### STATED EXERCISE
Count the lines below that contain the string "silhouette", and reply with only that number.

──────── RECORDS FOR THIS TASK ────────

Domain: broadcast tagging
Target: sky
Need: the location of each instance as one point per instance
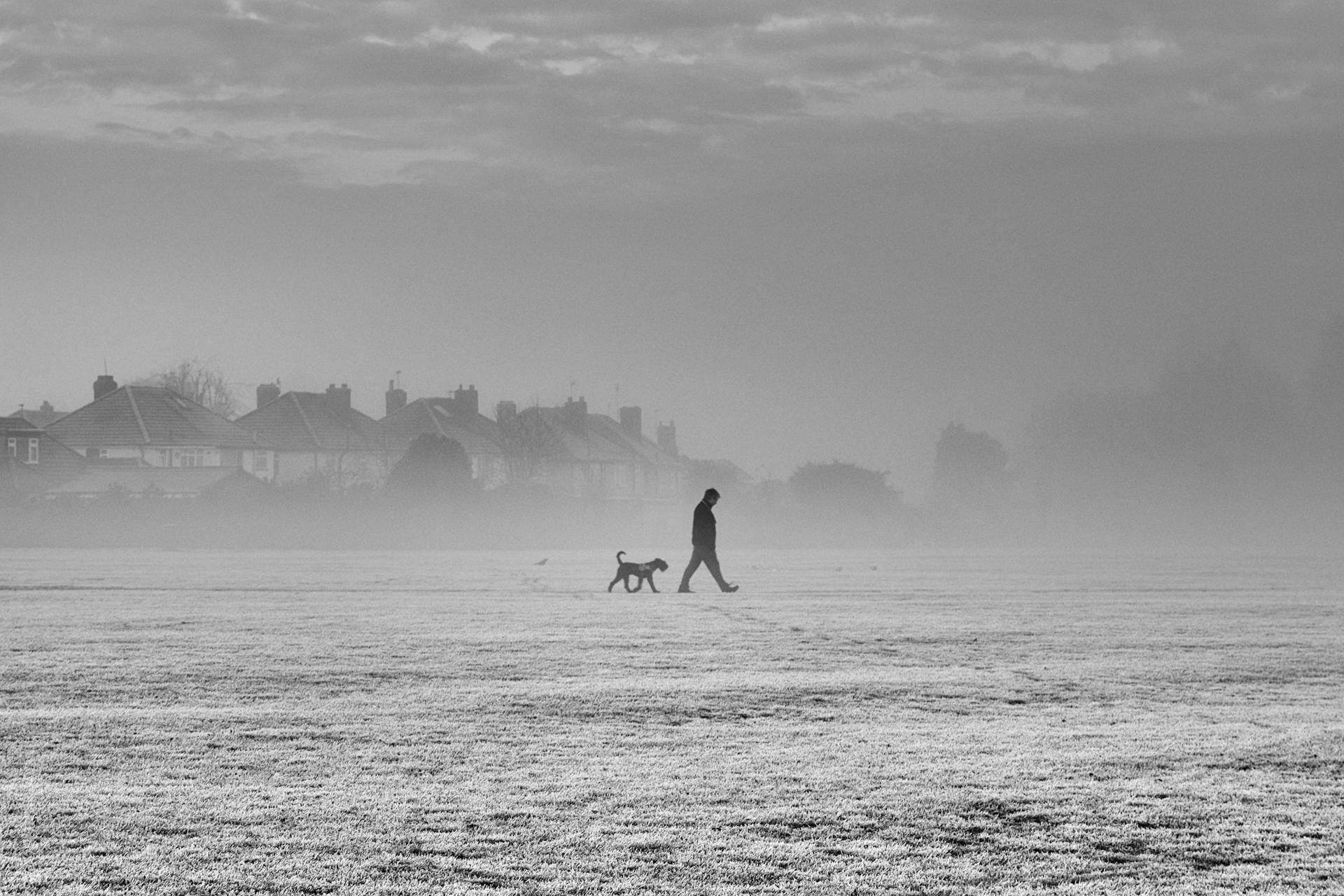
(800, 232)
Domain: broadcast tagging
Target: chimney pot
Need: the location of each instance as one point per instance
(104, 386)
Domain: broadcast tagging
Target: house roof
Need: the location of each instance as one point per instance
(315, 422)
(645, 450)
(477, 434)
(169, 481)
(148, 415)
(598, 440)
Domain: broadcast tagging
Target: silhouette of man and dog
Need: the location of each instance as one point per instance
(704, 550)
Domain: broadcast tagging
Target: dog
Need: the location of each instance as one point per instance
(641, 571)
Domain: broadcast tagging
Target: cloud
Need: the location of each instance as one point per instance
(569, 88)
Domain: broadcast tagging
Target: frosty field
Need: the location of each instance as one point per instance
(848, 723)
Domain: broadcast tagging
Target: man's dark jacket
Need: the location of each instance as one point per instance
(702, 530)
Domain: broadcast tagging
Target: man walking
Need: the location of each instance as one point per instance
(702, 545)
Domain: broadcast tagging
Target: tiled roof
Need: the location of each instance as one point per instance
(176, 481)
(314, 422)
(477, 434)
(598, 440)
(645, 450)
(148, 415)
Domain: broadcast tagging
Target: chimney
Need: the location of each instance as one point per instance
(575, 413)
(267, 393)
(104, 386)
(467, 400)
(337, 398)
(396, 398)
(632, 422)
(667, 438)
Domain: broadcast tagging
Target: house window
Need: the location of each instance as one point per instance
(190, 457)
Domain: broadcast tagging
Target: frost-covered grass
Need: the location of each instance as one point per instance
(848, 723)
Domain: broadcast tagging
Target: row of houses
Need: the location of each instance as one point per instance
(144, 440)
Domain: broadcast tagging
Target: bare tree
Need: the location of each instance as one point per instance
(530, 445)
(202, 382)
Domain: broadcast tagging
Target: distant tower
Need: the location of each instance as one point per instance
(632, 422)
(396, 398)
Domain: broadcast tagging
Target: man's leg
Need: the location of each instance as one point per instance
(711, 564)
(690, 568)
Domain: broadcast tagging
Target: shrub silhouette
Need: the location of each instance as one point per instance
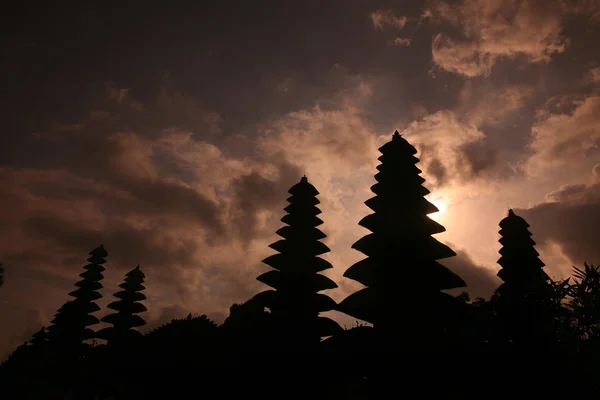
(403, 295)
(295, 304)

────────

### SOLUTION
2